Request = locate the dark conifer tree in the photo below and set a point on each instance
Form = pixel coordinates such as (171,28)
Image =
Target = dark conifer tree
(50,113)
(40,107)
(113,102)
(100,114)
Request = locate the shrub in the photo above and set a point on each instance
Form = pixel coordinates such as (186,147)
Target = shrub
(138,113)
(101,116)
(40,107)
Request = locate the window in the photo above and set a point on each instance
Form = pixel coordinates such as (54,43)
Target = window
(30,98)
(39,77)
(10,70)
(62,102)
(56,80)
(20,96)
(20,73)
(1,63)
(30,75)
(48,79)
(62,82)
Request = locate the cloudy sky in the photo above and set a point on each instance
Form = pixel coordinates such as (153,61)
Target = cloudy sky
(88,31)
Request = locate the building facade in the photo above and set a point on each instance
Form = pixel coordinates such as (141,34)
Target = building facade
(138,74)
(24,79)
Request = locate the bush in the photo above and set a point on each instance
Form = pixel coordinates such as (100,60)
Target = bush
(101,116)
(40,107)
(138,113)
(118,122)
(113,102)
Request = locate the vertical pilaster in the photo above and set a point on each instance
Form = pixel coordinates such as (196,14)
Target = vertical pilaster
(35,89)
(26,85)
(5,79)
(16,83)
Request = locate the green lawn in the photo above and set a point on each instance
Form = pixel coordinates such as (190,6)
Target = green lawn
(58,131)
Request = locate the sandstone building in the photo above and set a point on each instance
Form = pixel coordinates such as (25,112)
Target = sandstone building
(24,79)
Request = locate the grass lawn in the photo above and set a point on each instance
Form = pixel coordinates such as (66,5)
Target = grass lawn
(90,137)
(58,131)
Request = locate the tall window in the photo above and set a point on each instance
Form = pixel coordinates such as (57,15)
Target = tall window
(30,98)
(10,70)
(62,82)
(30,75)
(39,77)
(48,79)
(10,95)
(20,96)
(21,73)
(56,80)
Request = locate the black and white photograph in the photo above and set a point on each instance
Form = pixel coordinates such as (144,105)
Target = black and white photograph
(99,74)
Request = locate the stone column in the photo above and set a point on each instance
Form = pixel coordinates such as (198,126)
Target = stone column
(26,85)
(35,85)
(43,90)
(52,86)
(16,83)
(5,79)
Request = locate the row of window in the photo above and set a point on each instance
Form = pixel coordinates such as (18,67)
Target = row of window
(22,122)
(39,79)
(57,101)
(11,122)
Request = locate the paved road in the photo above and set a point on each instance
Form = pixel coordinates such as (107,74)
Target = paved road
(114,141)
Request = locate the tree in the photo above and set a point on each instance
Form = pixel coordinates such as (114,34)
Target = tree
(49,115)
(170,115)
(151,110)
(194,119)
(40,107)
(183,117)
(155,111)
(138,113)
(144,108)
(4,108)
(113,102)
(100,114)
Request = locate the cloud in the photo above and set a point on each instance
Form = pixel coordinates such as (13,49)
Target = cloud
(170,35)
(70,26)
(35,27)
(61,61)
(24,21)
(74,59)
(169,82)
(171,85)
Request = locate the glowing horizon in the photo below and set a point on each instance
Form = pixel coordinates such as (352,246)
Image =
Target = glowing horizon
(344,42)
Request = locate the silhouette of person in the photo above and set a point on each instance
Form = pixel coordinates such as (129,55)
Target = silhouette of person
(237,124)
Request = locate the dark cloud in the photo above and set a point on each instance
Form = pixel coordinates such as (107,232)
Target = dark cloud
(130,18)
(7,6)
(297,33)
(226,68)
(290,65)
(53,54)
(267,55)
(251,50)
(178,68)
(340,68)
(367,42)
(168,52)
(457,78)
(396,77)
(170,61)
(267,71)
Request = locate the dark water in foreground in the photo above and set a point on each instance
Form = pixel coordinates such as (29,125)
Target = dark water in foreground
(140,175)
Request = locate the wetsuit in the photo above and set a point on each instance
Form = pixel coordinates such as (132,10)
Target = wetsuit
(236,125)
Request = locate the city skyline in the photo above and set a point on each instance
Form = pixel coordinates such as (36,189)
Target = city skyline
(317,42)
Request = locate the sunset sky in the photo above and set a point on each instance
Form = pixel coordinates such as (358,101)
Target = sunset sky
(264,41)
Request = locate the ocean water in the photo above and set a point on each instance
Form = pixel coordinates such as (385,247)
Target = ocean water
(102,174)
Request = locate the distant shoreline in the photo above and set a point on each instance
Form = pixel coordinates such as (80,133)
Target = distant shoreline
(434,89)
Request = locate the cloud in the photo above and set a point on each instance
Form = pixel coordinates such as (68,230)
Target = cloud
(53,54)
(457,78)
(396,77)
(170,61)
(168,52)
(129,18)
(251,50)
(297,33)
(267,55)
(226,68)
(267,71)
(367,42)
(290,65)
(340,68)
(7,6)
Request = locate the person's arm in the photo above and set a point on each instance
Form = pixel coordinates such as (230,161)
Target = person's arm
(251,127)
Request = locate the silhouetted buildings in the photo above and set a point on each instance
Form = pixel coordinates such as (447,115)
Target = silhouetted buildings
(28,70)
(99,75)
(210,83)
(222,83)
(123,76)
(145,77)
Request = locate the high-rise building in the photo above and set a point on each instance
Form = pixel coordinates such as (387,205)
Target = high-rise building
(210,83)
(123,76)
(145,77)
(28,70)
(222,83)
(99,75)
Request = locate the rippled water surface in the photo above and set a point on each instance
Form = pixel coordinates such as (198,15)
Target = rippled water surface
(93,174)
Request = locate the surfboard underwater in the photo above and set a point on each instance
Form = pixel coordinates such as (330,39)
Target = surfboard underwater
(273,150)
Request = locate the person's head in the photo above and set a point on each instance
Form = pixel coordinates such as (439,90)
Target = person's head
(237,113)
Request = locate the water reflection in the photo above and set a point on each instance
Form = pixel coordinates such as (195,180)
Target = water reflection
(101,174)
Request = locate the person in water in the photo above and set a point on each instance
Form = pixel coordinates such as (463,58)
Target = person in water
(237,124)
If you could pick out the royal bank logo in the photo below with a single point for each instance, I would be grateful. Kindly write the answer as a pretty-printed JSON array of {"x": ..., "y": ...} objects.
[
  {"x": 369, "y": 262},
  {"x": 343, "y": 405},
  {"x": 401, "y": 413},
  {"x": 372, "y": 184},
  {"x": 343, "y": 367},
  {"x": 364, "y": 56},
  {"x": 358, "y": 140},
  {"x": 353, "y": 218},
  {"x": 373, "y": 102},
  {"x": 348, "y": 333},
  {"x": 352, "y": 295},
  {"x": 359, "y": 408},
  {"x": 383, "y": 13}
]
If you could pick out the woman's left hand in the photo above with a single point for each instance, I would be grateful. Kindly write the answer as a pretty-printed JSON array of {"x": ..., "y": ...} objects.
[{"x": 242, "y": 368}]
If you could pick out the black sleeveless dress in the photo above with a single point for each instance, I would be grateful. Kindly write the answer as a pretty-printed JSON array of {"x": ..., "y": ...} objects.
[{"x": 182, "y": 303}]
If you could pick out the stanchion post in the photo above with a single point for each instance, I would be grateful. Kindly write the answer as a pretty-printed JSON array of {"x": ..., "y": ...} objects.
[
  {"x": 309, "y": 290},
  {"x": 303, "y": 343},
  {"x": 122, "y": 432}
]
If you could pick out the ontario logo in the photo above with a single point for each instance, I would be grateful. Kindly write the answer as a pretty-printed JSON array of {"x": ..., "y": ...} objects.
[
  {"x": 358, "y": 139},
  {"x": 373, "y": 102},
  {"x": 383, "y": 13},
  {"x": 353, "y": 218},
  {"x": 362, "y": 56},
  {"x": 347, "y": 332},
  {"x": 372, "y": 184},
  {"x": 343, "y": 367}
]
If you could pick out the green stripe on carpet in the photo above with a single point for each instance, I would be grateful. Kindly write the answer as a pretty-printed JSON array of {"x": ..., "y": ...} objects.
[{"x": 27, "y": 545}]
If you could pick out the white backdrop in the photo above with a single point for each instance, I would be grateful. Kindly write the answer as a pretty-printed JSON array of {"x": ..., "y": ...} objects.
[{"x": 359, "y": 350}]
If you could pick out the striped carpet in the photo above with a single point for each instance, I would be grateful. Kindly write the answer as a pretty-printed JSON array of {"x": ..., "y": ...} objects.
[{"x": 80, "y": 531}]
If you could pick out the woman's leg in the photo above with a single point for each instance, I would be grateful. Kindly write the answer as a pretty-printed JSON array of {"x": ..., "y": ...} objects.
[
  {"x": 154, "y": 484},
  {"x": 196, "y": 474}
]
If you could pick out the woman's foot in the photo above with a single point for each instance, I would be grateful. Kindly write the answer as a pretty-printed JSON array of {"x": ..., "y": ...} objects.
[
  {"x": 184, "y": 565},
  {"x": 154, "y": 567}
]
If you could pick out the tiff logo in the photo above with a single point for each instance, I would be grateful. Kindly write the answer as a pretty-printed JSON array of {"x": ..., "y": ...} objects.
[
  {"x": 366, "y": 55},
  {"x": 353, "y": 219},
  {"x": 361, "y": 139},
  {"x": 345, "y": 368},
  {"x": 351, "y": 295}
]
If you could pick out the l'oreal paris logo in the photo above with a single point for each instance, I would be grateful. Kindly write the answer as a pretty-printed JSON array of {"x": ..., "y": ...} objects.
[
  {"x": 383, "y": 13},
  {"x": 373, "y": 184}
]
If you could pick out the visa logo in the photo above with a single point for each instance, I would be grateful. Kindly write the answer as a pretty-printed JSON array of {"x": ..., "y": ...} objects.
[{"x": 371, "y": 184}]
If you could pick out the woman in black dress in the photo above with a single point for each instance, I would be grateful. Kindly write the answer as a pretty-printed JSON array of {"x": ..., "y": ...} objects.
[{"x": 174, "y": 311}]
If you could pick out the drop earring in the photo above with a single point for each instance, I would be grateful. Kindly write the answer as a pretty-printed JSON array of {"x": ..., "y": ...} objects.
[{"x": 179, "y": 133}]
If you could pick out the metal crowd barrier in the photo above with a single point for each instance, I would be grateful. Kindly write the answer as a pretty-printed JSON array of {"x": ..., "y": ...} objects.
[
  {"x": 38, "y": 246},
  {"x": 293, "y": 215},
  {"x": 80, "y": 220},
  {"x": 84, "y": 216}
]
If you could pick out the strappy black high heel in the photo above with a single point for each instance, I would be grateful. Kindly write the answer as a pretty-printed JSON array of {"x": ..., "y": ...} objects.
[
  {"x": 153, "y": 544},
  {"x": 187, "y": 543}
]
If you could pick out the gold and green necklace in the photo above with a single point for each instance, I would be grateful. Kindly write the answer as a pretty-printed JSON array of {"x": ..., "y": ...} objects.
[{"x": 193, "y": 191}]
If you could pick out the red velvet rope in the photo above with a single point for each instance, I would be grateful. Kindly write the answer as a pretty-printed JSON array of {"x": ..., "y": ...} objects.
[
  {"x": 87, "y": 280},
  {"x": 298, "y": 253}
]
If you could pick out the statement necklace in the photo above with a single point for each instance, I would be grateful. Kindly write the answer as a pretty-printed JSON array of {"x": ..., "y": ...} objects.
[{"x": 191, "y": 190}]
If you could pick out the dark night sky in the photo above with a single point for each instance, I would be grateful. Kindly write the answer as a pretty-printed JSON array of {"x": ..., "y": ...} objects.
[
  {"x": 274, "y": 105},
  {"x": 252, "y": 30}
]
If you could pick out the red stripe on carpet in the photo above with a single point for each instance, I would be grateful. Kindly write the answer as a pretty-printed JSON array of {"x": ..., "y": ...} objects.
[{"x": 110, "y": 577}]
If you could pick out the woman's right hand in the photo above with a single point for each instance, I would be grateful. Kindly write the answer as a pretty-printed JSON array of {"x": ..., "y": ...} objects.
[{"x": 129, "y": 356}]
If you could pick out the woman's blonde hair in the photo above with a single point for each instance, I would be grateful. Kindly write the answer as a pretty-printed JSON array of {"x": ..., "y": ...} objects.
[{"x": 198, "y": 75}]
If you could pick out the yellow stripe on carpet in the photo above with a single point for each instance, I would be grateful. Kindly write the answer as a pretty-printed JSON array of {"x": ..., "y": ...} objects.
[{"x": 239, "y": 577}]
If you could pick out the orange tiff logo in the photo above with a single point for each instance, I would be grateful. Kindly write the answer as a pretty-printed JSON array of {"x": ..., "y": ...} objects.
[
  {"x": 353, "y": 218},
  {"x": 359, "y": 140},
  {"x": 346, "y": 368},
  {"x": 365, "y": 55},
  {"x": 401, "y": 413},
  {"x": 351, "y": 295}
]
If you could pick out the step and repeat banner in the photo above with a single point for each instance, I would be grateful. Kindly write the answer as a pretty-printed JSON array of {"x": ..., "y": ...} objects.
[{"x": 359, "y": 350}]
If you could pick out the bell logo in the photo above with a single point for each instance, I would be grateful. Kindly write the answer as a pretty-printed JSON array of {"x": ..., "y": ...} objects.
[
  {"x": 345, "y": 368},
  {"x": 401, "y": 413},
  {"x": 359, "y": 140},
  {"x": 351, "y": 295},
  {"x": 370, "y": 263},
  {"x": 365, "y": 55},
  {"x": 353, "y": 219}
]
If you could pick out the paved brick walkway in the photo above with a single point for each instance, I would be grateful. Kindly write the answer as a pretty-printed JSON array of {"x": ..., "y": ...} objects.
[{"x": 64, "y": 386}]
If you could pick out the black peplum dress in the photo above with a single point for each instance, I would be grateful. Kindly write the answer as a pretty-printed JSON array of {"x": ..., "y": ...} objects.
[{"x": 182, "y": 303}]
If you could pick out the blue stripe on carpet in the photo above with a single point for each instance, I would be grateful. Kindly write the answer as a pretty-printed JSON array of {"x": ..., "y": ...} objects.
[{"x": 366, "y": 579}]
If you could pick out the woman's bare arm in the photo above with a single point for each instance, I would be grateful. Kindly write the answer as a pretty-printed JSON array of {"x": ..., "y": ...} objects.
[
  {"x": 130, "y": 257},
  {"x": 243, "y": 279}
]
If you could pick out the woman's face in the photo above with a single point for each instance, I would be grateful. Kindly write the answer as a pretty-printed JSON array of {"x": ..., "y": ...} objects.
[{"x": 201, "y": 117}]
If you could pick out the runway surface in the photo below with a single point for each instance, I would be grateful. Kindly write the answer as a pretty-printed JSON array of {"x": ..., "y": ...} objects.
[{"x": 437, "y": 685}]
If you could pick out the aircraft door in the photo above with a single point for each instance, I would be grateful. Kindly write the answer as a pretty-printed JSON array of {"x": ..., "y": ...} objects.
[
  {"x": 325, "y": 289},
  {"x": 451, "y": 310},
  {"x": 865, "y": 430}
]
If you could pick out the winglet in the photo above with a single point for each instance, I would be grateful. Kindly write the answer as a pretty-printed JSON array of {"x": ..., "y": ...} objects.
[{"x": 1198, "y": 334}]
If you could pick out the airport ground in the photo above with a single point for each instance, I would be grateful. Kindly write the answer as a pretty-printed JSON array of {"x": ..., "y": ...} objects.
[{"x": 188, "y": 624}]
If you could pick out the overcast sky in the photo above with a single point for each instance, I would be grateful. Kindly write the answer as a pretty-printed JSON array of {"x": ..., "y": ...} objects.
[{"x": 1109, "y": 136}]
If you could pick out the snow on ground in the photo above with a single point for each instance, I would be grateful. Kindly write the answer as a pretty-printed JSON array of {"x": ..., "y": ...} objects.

※ ※ ※

**INSTRUCTIONS TO FOLLOW**: Above are the records; copy exactly the lines from the line with "Request = locate the bush" through the line with "Form = pixel coordinates such as (18,67)", both included.

**RESULT**:
Request = locate the bush in the photo above and set a point on each instance
Form = pixel coordinates such as (100,60)
Target = bush
(101,116)
(40,107)
(138,113)
(118,122)
(113,102)
Request = locate the vertical pilaster in the photo above and set a point on each instance
Form = pixel coordinates such as (196,14)
Target = vertical pilaster
(35,89)
(26,85)
(5,79)
(16,83)
Request = locate the green lawn in the photo above and set a point on each instance
Form = pixel coordinates such as (190,6)
Target = green lawn
(58,131)
Request = locate the sandstone building in the photo above and set a point on each instance
Form = pixel coordinates such as (25,112)
Target = sandstone building
(24,79)
Request = locate the grass lawn in the photo above and set a point on each instance
Form = pixel coordinates such as (66,5)
Target = grass lawn
(90,137)
(58,131)
Request = locate the tall window in the photo above and set a point on each instance
Form = pixel coordinates such as (57,15)
Target = tall window
(30,98)
(10,70)
(62,82)
(30,75)
(39,77)
(48,79)
(10,95)
(20,96)
(21,73)
(56,80)
Request = locate the black and white photograph in the photo above and set a point on each instance
Form = pixel coordinates such as (144,105)
Target = black and white photograph
(99,74)
Request = locate the stone column in the photo above and set a point on each instance
Form = pixel coordinates such as (198,126)
Target = stone column
(26,85)
(35,85)
(43,90)
(52,86)
(16,83)
(5,79)
Request = locate the row of window in the photo above and set a point on each instance
Form = pixel coordinates such as (18,67)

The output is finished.